Data records
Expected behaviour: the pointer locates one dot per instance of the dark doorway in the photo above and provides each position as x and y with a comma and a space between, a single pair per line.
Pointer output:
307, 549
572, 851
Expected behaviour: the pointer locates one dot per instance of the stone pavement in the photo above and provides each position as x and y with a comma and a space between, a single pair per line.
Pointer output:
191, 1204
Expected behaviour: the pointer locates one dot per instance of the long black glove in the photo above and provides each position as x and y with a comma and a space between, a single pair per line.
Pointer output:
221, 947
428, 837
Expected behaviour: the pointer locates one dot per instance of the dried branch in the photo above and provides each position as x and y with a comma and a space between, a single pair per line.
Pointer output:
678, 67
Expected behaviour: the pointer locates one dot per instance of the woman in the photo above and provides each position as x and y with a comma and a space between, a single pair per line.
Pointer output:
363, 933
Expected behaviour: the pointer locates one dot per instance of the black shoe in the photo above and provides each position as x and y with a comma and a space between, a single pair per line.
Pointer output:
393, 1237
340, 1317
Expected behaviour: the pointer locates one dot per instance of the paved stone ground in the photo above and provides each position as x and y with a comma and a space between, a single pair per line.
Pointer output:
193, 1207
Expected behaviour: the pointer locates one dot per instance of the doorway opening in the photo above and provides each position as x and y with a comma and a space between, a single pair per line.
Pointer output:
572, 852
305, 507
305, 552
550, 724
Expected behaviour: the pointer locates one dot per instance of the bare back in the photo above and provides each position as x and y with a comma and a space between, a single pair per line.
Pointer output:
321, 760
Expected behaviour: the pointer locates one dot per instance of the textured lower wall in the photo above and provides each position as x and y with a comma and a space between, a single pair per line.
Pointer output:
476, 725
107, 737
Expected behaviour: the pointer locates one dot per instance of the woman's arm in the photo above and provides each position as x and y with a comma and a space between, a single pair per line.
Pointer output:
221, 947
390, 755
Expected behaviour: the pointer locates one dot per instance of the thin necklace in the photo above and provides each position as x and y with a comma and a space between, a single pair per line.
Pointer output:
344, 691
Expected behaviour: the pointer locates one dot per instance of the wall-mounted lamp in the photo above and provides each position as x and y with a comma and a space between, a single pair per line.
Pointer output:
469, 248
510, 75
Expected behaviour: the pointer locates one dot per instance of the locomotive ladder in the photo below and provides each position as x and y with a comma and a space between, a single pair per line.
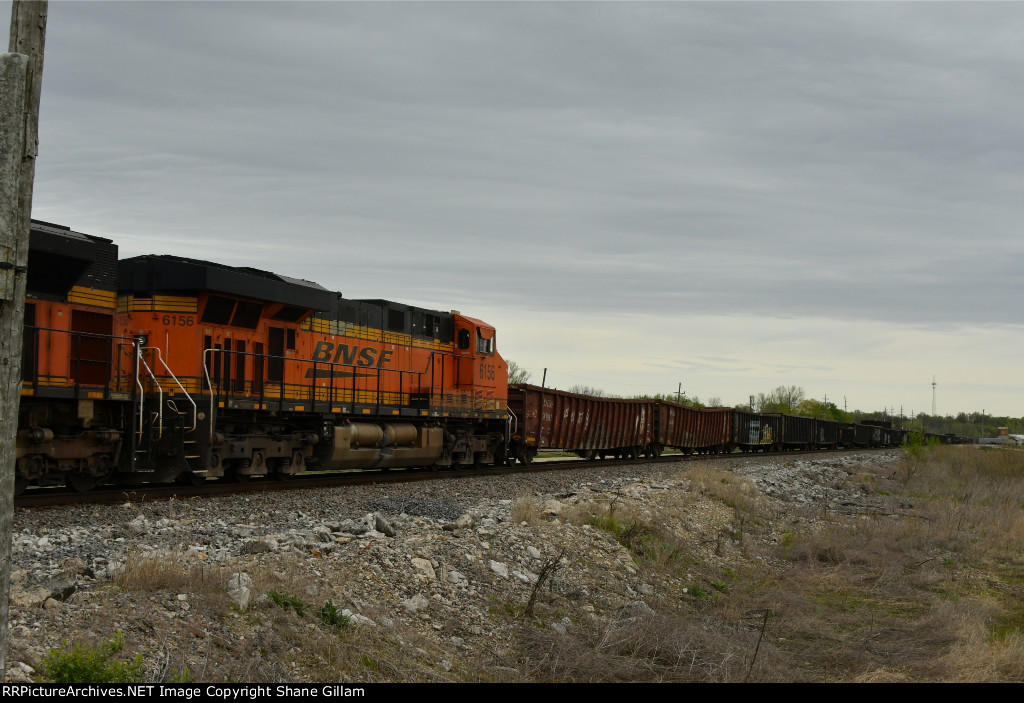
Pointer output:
159, 415
157, 418
188, 432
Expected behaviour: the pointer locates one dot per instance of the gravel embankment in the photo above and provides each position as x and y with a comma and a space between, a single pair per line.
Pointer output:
430, 558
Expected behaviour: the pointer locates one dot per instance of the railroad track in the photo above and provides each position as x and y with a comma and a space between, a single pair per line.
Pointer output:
45, 497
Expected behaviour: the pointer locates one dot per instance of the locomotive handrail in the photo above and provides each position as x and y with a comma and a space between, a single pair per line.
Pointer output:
314, 364
160, 390
78, 335
509, 430
195, 406
209, 384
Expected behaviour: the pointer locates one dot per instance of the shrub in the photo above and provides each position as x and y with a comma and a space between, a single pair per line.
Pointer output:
86, 664
287, 601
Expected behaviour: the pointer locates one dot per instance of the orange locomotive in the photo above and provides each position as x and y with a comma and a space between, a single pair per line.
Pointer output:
207, 370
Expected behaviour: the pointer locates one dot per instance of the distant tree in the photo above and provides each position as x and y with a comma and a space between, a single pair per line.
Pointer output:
782, 399
588, 390
517, 375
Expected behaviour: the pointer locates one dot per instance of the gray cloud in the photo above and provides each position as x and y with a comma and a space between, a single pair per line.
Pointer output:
856, 160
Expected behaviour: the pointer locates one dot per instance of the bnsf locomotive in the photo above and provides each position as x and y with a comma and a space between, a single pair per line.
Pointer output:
161, 368
158, 368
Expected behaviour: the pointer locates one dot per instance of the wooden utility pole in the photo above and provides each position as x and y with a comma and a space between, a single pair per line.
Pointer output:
22, 76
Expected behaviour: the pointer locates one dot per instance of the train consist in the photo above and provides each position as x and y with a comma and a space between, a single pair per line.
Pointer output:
160, 368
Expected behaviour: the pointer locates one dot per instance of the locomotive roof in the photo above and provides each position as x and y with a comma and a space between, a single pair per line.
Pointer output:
146, 274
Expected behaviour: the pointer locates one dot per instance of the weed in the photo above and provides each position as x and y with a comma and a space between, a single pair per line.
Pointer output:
86, 664
287, 601
332, 616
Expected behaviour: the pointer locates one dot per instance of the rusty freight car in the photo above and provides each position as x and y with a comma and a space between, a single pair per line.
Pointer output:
548, 419
701, 430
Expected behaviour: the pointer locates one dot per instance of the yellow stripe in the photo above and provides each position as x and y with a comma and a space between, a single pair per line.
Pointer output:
158, 304
88, 296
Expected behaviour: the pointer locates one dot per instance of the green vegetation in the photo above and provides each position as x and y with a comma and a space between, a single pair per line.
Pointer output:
333, 616
287, 601
86, 664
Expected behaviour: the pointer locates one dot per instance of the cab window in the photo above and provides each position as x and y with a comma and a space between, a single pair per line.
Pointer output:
483, 346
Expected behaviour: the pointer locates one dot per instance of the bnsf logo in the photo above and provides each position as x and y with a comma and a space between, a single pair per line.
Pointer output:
350, 355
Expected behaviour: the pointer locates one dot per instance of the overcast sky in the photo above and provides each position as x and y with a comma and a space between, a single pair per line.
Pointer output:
726, 195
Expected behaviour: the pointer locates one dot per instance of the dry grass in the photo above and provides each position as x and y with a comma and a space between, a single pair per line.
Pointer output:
929, 588
166, 571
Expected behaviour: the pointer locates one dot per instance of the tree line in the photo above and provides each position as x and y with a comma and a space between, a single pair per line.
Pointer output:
793, 400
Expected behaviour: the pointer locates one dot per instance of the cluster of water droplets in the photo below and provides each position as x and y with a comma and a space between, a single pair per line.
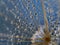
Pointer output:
20, 19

Given exercise
Without including any picture, retype the entries exactly.

Written answer
Expected behaviour: the pointer locates one dot per instance of the dark doorway in the photo above and provides each position as x and y with a comma and a space between, a single pair per line.
Pointer output:
307, 549
572, 851
Expected behaviour: the pointer locates one dot per instance of the stone pavement in the photo above and provides each position as x and y with a comma and a space between, a single pair per line.
Pointer output:
191, 1204
Expected behaviour: the pointer locates one dot per instance of the long black glove in the photo above and provides each position as x and y with a comma and a space between, a single pair per line.
Pointer output:
221, 947
428, 837
Expected behaviour: the pointer locates one dot per instance of the dried branch in the photo above and provides each position as x and y with a comma and a space between, a single pair per line.
Pointer output:
678, 67
Expected behaviour: the pointer locates one dot per instance of the woman in the photo above and provides each position as x and y with a comma and a space between, a single pair per line.
Pointer output:
363, 933
Expected behaviour: the pointer locates one dot per instance of the black shoe in the photo above and provides each position as x and y with a comma and a space between, a single pair per line.
Pointer output:
393, 1237
340, 1317
Expected behaviour: the pointer locates one dot per instance of the paved stone ground in the photo above and provides each position as x and y with a comma and a space between, a single pair per line.
Pointer output:
193, 1207
Expected behaviour: the pointer locates one dot per instance of the doorway opening in the photo above and provides each position as x and y with a comma and a space between, a single pair per line.
Pointer output:
572, 852
305, 507
305, 552
550, 724
Expected behaviour: the pointer locates one dot per instance of the bare back in the photo above and provides each position as x and y with a comma and a space between, a single pair per line.
Pointer output:
321, 760
Expected behaviour: the pointer locates one dot per instance of the textured lower wall in the photo above and provides each position as x and y with a comma and a space between, a single pair per line.
Pointer output:
476, 725
107, 737
Expected behaviour: the pointer locates one dot per instance of the woman's arm in the photo above and provides each position as x and y with a comma and a space between, a single pair per line.
Pointer output:
221, 947
390, 755
Expected behaviour: the pointer locates one dot per instance of the thin necklace in the photo above and provides each position as x and y with a comma and a space between, a single pair per line.
Pointer output:
344, 691
Expected behaviour: the pointer locates one dot per instance of the wall-mounted lamp in the photo above and provides each position as x and y with a comma and a space between, a single pair per line.
Pointer output:
469, 248
510, 75
Expected behaviour: the pointer locates one dot per instance of the locomotive ladder in the photo below and provides each position as x and y with a comma and a space between, a single pair per line.
Pointer output:
159, 415
157, 418
188, 432
Expected behaviour: the pointer locates one dot per instance of the gravel embankment in the photo above and provides each position as x and y with a comma and a space between, a single pair per line.
Pointer output:
430, 558
Expected behaviour: the pointer locates one dot per instance of the railroad track in the photo above and provides each position as x and y with a comma and a space between, a single pair per line.
Pointer output:
45, 497
Expected behaviour: the pointer locates one dot per instance of the locomotive handrail in the photo above and provides each position as x and y with a comma and a space between, a single pair per line.
Pointer output:
314, 364
160, 390
78, 335
509, 430
195, 406
209, 384
Expected behaviour: the pointer locates one dot per instance of the shrub in the photo above and provides each position as x and y with a comma and a space between, a single pair per line.
Pointer output:
86, 664
287, 601
Expected behaviour: the pointer locates one dot per instance of the orange locomotive in the photo above and provides each position as x and y with a comma and a space between, a single pair per line.
Pointer output:
207, 370
Expected behaviour: the pointer locates one dot per instance of the distant tree in the photo above and provides each position as x and y with a comma and a space between, a single pair per line.
Pointer output:
782, 399
588, 390
517, 375
Expected behaviour: the pointer locates one dot per instance of the gray cloud in the photo above and provides each position as x and y with a comma and a space between, a single pair per line.
Pointer output:
856, 160
Expected behaviour: the pointer locates one dot per instance of the bnsf locomotive in the photo above and provides each position as x and y with a comma and a space between, a single pair per line.
Pointer output:
161, 368
158, 368
Expected behaviour: the pointer locates one dot per instance of the wooden utility pole in the photo above and provides each position as x and y with a comma and a space between, a single pair per line.
Pointer output:
22, 76
Expected behaviour: the pointer locates one dot per instance of the train consist in the photo above and provides each position as x and y with a comma and a space between, a single pair per line.
Pointer output:
160, 368
Expected behaviour: the pointer locates one dot per instance of the locomotive roof in the photo above and provides each position as x and y with a comma and a space between, a single pair per line.
Pointer output:
146, 274
Expected behaviour: the pointer locates one dot per instance of the weed in the photo above and provides each position as x and y with a comma and a space between, a single pair per line.
Pointer output:
86, 664
287, 601
332, 616
Expected behaviour: the pointer locates one dot per instance of the rusty freight car in the photo above and provides each position as x and y with a comma and a space between, a single pair per line.
Pointer output:
548, 419
701, 430
Expected behaviour: the pointer locates one dot per instance of the yellow stripe in the photo above and provides each position as x and y with a comma and a space between, a single pair per line.
Pointer output:
158, 304
88, 296
Expected behaviour: the pointer locates one dot per instance of the green vegetation in the photo above and provides each position as x and y with a comma and a space between, a single pair per line.
Pointer output:
333, 616
287, 601
86, 664
Expected behaviour: the pointer locates one dot per instance of the cab window in the photo above and provides each position as x and y with a comma and a space between, a single pair per line.
Pointer output:
483, 346
Expected behaviour: the pointer locates one dot per instance of the bnsf logo in the photo above and provides each position as x and y with a comma and a space between, a single pair per line.
Pointer output:
350, 355
Expected behaviour: the pointer locates one dot per instance of the overcast sky in the photo above and provides each position as x and y with a comma and a space between, a single pair per line.
Pointer output:
726, 195
Expected behaviour: the pointer locates one dot per instance of the dry grass in the photo above and provides each position as x and y with a comma and a space between, a single pair per line.
Pointer output:
929, 588
166, 571
Expected behaviour: the pointer locates one dot per instance of the tree line in the photo above and provides each position as x and y with a comma and a space between, a single pair per line.
Pointer output:
793, 400
Expected behaviour: the pointer locates one dot per instance of the cluster of water droplets in the photo below and provides each position as x and y with a comma and a space between, a single pair per line.
Pointer output:
20, 19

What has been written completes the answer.